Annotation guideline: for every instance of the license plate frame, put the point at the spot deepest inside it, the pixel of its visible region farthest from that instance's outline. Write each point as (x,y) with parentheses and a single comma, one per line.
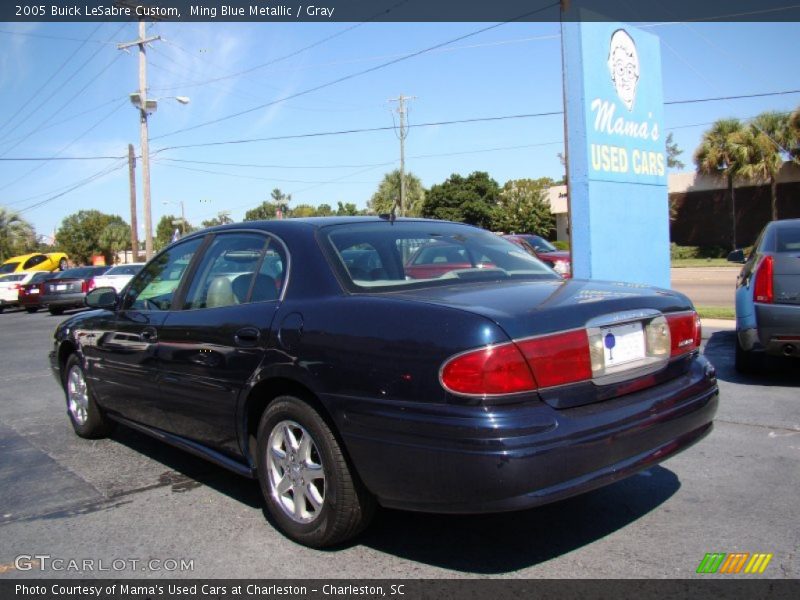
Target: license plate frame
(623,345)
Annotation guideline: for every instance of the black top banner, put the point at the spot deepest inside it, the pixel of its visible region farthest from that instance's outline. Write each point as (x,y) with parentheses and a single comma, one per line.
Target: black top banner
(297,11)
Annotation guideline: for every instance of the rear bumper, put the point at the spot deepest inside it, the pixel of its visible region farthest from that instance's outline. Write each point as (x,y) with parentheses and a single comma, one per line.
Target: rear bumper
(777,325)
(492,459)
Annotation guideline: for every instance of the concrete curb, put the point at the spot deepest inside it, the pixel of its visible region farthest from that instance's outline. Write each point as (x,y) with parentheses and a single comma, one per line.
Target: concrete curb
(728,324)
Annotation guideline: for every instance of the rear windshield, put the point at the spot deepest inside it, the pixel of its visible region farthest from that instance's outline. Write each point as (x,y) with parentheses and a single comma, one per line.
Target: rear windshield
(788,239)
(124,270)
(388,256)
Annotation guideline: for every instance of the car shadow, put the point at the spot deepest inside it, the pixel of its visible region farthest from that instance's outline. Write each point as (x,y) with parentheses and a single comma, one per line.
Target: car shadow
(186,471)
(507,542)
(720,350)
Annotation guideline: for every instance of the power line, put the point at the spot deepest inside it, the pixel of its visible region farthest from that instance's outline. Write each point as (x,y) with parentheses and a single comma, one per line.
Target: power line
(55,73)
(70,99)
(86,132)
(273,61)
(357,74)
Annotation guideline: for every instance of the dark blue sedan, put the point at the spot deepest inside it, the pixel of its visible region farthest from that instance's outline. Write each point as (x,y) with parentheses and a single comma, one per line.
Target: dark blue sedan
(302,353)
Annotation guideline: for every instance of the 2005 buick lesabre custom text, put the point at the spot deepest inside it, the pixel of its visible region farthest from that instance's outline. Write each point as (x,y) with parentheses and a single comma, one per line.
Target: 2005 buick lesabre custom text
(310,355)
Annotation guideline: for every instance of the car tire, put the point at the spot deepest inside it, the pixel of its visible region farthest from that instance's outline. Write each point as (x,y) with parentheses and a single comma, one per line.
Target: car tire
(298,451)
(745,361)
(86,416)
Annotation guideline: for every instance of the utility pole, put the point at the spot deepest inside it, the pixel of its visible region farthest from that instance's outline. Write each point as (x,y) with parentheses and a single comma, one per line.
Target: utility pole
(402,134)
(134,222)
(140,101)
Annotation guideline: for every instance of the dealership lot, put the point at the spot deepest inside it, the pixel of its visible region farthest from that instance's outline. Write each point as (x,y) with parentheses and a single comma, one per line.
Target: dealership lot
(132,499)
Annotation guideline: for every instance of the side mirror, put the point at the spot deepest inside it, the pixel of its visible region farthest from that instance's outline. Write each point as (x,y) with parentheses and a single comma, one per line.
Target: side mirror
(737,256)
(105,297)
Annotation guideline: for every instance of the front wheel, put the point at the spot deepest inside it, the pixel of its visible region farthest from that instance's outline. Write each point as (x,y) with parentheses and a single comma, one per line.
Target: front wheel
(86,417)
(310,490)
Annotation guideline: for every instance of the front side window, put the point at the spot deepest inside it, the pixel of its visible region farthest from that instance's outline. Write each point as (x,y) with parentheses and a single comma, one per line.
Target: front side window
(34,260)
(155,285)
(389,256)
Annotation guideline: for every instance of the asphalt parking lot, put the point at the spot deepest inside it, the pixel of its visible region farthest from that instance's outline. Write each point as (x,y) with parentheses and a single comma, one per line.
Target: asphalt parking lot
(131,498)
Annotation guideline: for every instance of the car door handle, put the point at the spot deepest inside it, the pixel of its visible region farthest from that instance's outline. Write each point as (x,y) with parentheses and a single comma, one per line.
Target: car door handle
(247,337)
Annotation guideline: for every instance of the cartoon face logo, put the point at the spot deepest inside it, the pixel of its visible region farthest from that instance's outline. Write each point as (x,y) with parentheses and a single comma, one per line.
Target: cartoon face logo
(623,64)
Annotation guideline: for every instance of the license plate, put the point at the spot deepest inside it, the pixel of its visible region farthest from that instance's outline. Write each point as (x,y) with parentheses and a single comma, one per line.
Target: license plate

□ □ □ □ □

The task
Everything from the line containing "Annotation guideline: for every instance of the cartoon" to the last line of the entries above should be quoted exactly, and only that.

Answer
Annotation guideline: for every instance of the cartoon face logo, put the point at the spot deepest inside it, the pixel of its visible region farthest from that instance's outline. Write each point as (x,y) with parentheses and a single comma, one per line.
Target: cartoon face logo
(623,64)
Annotation guideline: for every instance of the license plate, put the point at the spot deepest inside it, the pixel of its visible region farthest from that instance's outline. Write each point as (x,y) with parentheses and a single comma, one per line.
Target: license plate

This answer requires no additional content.